- _TO DO_: Quote each line of the material verbatim, without the pictures.

================================

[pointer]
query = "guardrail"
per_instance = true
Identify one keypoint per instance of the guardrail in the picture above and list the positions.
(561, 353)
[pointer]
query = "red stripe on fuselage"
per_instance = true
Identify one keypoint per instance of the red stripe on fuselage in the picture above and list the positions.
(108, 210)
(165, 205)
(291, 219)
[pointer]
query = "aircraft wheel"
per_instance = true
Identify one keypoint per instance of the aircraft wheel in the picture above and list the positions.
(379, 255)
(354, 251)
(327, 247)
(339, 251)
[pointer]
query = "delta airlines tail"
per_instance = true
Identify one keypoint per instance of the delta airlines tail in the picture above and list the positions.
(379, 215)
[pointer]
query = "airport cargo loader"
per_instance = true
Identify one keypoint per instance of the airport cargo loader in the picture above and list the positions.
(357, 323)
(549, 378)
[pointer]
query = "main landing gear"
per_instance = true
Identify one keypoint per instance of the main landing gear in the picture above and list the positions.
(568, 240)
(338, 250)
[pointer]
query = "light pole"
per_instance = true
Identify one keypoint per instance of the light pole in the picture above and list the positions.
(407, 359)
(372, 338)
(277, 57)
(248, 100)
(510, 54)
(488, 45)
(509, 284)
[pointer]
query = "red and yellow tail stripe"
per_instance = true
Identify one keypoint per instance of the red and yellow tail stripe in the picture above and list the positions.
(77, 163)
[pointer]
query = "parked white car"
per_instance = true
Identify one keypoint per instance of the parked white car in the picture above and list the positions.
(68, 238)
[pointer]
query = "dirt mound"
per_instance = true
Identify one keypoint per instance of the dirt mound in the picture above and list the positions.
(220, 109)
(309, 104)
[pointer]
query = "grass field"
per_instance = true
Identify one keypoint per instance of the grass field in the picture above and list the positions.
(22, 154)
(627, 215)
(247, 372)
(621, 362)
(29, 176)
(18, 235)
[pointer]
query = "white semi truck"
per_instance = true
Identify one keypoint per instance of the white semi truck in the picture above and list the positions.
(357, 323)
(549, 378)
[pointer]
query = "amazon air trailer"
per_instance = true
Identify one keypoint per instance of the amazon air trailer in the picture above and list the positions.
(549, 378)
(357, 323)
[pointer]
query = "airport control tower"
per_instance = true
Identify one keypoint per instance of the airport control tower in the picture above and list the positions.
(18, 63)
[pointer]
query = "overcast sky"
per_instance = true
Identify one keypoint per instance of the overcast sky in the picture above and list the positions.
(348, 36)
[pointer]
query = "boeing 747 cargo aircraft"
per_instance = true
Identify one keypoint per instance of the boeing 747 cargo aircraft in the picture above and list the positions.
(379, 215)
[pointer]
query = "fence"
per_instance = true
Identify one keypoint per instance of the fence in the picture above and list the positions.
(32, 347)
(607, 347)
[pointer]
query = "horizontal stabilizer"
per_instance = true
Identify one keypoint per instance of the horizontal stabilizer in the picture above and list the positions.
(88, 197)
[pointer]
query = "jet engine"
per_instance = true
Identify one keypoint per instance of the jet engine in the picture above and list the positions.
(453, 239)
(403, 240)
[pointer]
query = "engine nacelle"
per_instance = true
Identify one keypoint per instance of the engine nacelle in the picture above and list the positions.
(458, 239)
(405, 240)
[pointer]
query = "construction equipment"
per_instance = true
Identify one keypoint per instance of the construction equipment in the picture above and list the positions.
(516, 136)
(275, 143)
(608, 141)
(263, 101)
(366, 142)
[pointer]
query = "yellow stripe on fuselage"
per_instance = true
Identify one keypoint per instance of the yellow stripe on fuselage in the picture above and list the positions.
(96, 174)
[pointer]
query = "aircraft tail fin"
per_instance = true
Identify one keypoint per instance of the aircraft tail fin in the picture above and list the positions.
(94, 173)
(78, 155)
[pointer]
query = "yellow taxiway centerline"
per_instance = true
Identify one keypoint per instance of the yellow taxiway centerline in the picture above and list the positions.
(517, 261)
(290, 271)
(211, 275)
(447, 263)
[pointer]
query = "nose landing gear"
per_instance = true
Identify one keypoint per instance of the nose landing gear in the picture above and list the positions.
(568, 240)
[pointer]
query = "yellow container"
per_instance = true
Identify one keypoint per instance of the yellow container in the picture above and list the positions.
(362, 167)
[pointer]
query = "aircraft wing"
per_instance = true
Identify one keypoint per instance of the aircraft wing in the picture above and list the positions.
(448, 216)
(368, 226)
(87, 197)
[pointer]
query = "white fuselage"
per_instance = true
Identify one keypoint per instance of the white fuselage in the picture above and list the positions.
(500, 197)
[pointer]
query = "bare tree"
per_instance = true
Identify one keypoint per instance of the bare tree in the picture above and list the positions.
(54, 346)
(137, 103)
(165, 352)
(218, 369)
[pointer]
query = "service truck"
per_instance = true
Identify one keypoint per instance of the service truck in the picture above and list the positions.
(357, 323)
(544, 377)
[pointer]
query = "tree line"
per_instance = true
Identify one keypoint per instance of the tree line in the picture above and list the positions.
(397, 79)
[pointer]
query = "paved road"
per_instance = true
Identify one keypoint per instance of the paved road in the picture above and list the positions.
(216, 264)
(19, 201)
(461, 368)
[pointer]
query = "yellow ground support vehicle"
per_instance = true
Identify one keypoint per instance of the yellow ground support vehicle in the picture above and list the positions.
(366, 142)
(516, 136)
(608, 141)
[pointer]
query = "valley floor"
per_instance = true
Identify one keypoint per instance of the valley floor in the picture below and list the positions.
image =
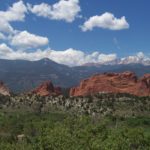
(62, 131)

================================

- _RESULT_:
[pointer]
query = "guardrail"
per_instance = true
Identify one keypoint per instance of the guardrail in the picture above and list the positions.
(561, 353)
[pointer]
query = "red stripe on fuselage"
per_instance = true
Identify one keypoint per instance of the red stripe on fuselage in the picture above and list the positions.
(108, 210)
(165, 205)
(291, 219)
[pointer]
query = "aircraft wheel"
per_instance = true
Identify one keypoint per instance of the aircraft wheel in the picture above and list the positions.
(379, 255)
(354, 251)
(327, 247)
(339, 251)
[pointer]
query = "delta airlines tail"
per_instance = true
Identify one keypoint per instance of the delta airlines tail in the picture above and list the positions.
(379, 215)
[pointer]
query = "airport cargo loader"
per_instance = true
Identify one keypoint per instance of the airport cargo loader in the picture above and list the positions.
(357, 323)
(549, 378)
[pointer]
query = "main landing gear"
per_instance = true
Identify one keypoint per instance of the main landing gear in the picture above and list the positions.
(568, 240)
(338, 250)
[pointer]
query = "light pole"
per_instance = true
Identify one keypoint per instance of the light pole in the picture above and list the positions.
(407, 359)
(372, 338)
(277, 57)
(248, 100)
(510, 54)
(488, 45)
(509, 284)
[pointer]
query = "red and yellow tail stripe"
per_instance = true
Identify one keypoint per instance of the red and yellow tail stripe in the picture above and list the positions.
(77, 163)
[pointer]
query = "parked white car"
per_instance = true
Identify one keypoint per instance of the parked white car in the picture above and list the positions.
(68, 238)
[pointer]
query = "dirt mound"
per_instance = true
Identify one keypoint per instance of the dirt mound in the picture above and list the positions.
(220, 109)
(309, 104)
[pointer]
query = "grass field"
per_instance = true
Identify one keypoint per instance of the grass field in the picture above and list the positions.
(22, 154)
(627, 215)
(247, 372)
(621, 362)
(29, 176)
(18, 235)
[pointer]
query = "white semi truck"
per_instance = true
Identify one keypoint per instance of the white semi truck in the picture above and list the positions.
(357, 323)
(549, 378)
[pointer]
query = "amazon air trailer"
per_instance = true
Identify one keypoint per instance of the amazon air trailer in the picture above and list the positions.
(549, 378)
(357, 323)
[pointer]
query = "airport control tower"
per_instance = true
Identify one keypoint per instance of the airport control tower in the picture above and list the positions.
(18, 63)
[pointer]
query = "overcast sky"
per_instance = true
Identify one keypoint per instance of the overcast sky in the picture above and list the positions.
(348, 36)
[pointer]
query = "boeing 747 cargo aircraft"
per_instance = true
Identify one keypoint per instance of the boeing 747 cargo aircraft in the picture above and list the positions.
(379, 215)
[pointer]
query = "fence"
per_instance = true
Identify one keypoint per instance of the fence in the picture above and list the positions.
(32, 347)
(607, 347)
[pointer]
query = "horizontal stabilizer"
per_instance = true
Identify one keypoint per instance of the horizontal stabilizer in the picture above and list the positions.
(88, 197)
[pointer]
query = "jet engine"
per_instance = true
Identify one keypoint per instance of the jet engine in the picture above and list the positions.
(453, 239)
(403, 240)
[pointer]
query = "engine nacelle"
per_instance = true
Identify one keypoint per instance of the engine nacelle in the picture above and list the positions.
(458, 239)
(405, 240)
[pointer]
query = "construction equipment"
per_instance = true
Identify one keypoint per instance of the construction equipment in the picture above and list the positions.
(516, 136)
(275, 143)
(608, 141)
(263, 101)
(366, 142)
[pointer]
query = "yellow stripe on fuselage"
per_instance = true
Identify one keypoint per instance of the yellow stripe on fuselage in the picture above and list the positions.
(96, 174)
[pointer]
query = "aircraft tail fin"
per_instance = true
Identify one keypoint per instance of the aircraft tail fin in the picture above and list the positions.
(94, 173)
(78, 155)
[pointer]
query = "yellow taxiway centerline"
per_instance = true
Identify one keypoint per instance of the yellow taxiway centerline in the picture above and list the positions.
(517, 261)
(290, 271)
(211, 275)
(447, 263)
[pointer]
query = "nose landing gear"
per_instance = true
Identify one keypoint per instance of the nose landing gear in the picture above and list the positions.
(568, 240)
[pointer]
query = "yellow container"
per_instance = true
Identify one keypoint per instance of the yellow container in the picture above and list the positions.
(362, 167)
[pointer]
query = "aircraft wing"
per_instance = true
Identify one keypoint per instance of the aircraft wing in the picture above and list the positions.
(448, 216)
(368, 226)
(87, 197)
[pointer]
query = "white fuselage"
per_instance = true
Identify one keypoint per instance of the white fuselage in the picture above and list the positions.
(500, 197)
[pointer]
query = "bare tree"
per_instance = true
Identify one keypoint per instance of the bare tree in the picture above and list the positions.
(54, 346)
(137, 103)
(165, 352)
(218, 369)
[pointer]
query = "service truck"
per_instance = true
Identify one keypoint per instance of the service truck in the picture above and list the positions.
(357, 323)
(544, 377)
[pointer]
query = "tree line"
per_instance = true
Identify one keypoint per instance of the tree line in the picture above and list the positions.
(397, 79)
[pointer]
query = "paved road"
per_instance = true
Identify one keypoint per instance of the paved road in the picture above and list the positions.
(216, 264)
(19, 201)
(461, 368)
[pointer]
query = "yellow ground support vehicle"
per_instance = true
Identify one keypoint per instance of the yellow ground support vehicle in the picture above and list the positions.
(366, 142)
(516, 136)
(608, 141)
[pointer]
query = "valley floor"
per_instance = true
Identify one keypoint per instance of the valley floor in the picture below and list the positions.
image =
(62, 131)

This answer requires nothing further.